** What you should do **
From the first line to the last, return the material exactly.
####################
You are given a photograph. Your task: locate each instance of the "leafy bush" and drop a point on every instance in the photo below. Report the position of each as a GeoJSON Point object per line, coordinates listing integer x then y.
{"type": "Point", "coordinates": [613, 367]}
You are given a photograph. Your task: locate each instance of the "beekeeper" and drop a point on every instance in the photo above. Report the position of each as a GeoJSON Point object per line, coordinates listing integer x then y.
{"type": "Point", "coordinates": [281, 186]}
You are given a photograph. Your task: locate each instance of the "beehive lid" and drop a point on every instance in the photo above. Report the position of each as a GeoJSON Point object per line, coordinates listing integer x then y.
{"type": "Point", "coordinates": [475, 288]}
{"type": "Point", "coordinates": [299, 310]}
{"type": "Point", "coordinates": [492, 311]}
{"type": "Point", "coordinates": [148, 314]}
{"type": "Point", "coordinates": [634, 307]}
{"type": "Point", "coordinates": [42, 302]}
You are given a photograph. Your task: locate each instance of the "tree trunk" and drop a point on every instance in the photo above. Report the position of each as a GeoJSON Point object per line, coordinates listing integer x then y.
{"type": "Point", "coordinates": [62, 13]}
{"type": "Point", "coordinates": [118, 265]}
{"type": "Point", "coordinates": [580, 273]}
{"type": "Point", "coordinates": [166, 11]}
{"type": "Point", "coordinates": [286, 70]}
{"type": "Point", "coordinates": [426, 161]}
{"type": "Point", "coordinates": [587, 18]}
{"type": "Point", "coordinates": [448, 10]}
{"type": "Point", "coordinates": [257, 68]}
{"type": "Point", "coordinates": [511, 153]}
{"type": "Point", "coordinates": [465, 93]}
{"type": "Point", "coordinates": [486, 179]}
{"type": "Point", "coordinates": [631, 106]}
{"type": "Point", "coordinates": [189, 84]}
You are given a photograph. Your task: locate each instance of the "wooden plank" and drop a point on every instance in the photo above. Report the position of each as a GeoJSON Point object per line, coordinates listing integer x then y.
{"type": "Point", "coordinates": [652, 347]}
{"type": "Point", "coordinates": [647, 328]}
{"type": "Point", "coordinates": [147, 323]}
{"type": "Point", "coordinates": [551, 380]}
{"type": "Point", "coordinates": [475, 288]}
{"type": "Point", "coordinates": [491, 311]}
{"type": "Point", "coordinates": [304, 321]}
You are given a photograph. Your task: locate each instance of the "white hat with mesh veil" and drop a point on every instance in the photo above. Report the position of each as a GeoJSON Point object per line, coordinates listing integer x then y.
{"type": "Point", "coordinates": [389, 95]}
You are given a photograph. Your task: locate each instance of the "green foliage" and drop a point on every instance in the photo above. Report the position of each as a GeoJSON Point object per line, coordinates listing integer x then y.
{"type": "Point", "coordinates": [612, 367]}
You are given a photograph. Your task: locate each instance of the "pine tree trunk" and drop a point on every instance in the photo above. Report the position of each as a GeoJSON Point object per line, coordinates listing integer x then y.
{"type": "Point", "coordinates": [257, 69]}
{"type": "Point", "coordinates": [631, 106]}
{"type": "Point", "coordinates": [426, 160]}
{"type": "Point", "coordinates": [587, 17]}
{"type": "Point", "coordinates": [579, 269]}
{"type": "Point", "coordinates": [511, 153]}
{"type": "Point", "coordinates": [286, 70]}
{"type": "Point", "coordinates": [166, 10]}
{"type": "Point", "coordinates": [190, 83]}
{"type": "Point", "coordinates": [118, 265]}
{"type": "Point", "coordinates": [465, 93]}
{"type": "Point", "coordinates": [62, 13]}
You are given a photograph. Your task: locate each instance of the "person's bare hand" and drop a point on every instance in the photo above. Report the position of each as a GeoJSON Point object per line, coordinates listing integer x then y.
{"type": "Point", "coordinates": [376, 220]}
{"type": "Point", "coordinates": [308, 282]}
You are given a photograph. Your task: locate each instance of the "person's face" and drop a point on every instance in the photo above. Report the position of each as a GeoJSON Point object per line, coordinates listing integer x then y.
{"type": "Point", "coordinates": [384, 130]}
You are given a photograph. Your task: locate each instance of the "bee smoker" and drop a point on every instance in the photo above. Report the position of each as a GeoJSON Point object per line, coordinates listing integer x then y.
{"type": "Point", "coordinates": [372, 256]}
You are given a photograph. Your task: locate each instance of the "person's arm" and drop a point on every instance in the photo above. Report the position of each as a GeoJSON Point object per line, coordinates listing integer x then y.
####################
** Task solution **
You are given a photograph. Your task: locate each instance of the "leafy bush" and drop a point on every instance in the photo below. Report the position of each as a GeoJSON Point object per line, coordinates listing integer x then y.
{"type": "Point", "coordinates": [613, 367]}
You are given a photograph. Your task: locate each instance of the "beekeeper" and drop a point on every instance in the photo above. Report the position of each as a GeoJSON Point object per line, coordinates listing integer x then y.
{"type": "Point", "coordinates": [281, 186]}
You are given a photograph. Your task: locate each instance of the "beehive lid" and drop a point on every instance in the photo above. Report the position of each as a GeoJSON Point object per line, coordinates listing integer x then y.
{"type": "Point", "coordinates": [475, 288]}
{"type": "Point", "coordinates": [299, 310]}
{"type": "Point", "coordinates": [492, 311]}
{"type": "Point", "coordinates": [148, 314]}
{"type": "Point", "coordinates": [634, 307]}
{"type": "Point", "coordinates": [42, 302]}
You are given a photograph. Your task: locate each instance of the "tree trunk" and drop a point on every instance in the photo above. Report the position of each as a GeoJSON Point object per line, coordinates listing integer x then y.
{"type": "Point", "coordinates": [62, 13]}
{"type": "Point", "coordinates": [118, 265]}
{"type": "Point", "coordinates": [580, 273]}
{"type": "Point", "coordinates": [166, 11]}
{"type": "Point", "coordinates": [286, 70]}
{"type": "Point", "coordinates": [426, 161]}
{"type": "Point", "coordinates": [587, 18]}
{"type": "Point", "coordinates": [448, 10]}
{"type": "Point", "coordinates": [257, 68]}
{"type": "Point", "coordinates": [511, 153]}
{"type": "Point", "coordinates": [465, 93]}
{"type": "Point", "coordinates": [486, 179]}
{"type": "Point", "coordinates": [631, 106]}
{"type": "Point", "coordinates": [189, 84]}
You are given a photograph. Your task: locate each instance of the "wooden plank" and drop a point on every instance in the photo above. Report the position of each as a GeoJSON Point object per line, coordinates listing integer x then y.
{"type": "Point", "coordinates": [652, 347]}
{"type": "Point", "coordinates": [647, 328]}
{"type": "Point", "coordinates": [147, 323]}
{"type": "Point", "coordinates": [551, 380]}
{"type": "Point", "coordinates": [475, 288]}
{"type": "Point", "coordinates": [491, 311]}
{"type": "Point", "coordinates": [304, 321]}
You are given a photograph. Your task: locate each instance of the "white hat with mesh veil" and drop a point on every instance in the photo above. Report the position of each as a GeoJSON Point object per line, coordinates listing integer x then y.
{"type": "Point", "coordinates": [389, 95]}
You are given a photograph. Your task: locate each instance of the "green foliage" and drop a point on every instance in the photo above. Report the position of each as a GeoJSON Point object per line, coordinates listing integer x then y.
{"type": "Point", "coordinates": [612, 367]}
You are given a photograph. Your task: locate each instance of the "pine tree trunk" and drop a point on every instance in the photo above. Report the position of each as a GeoJSON Point object per line, coordinates listing integer x then y.
{"type": "Point", "coordinates": [257, 69]}
{"type": "Point", "coordinates": [631, 106]}
{"type": "Point", "coordinates": [426, 160]}
{"type": "Point", "coordinates": [587, 17]}
{"type": "Point", "coordinates": [579, 269]}
{"type": "Point", "coordinates": [511, 153]}
{"type": "Point", "coordinates": [286, 70]}
{"type": "Point", "coordinates": [166, 10]}
{"type": "Point", "coordinates": [190, 83]}
{"type": "Point", "coordinates": [118, 265]}
{"type": "Point", "coordinates": [465, 93]}
{"type": "Point", "coordinates": [62, 13]}
You are given a photograph. Your task: locate each instance of the "person's bare hand" and drop a point on every instance in the photo above. Report the position of each as a GeoJSON Point object per line, coordinates listing integer x then y.
{"type": "Point", "coordinates": [376, 220]}
{"type": "Point", "coordinates": [308, 282]}
You are given a photograph. Your task: locate each instance of the "person's face" and drop a point on every instance in the photo above. Report the position of each as a GeoJSON Point object per line, coordinates listing integer x then y.
{"type": "Point", "coordinates": [384, 130]}
You are given a photograph. Your task: locate each instance of the "bee smoker" and drop a point on every instance in the photo above. Report the position of each as a GeoJSON Point object per line, coordinates listing integer x then y.
{"type": "Point", "coordinates": [372, 256]}
You are given a photograph. Your task: locate each instance of the "person's arm" and drop a point on every instance in the photo above. Report the position of each as a GeoJSON Point object per line, coordinates listing integer x then y.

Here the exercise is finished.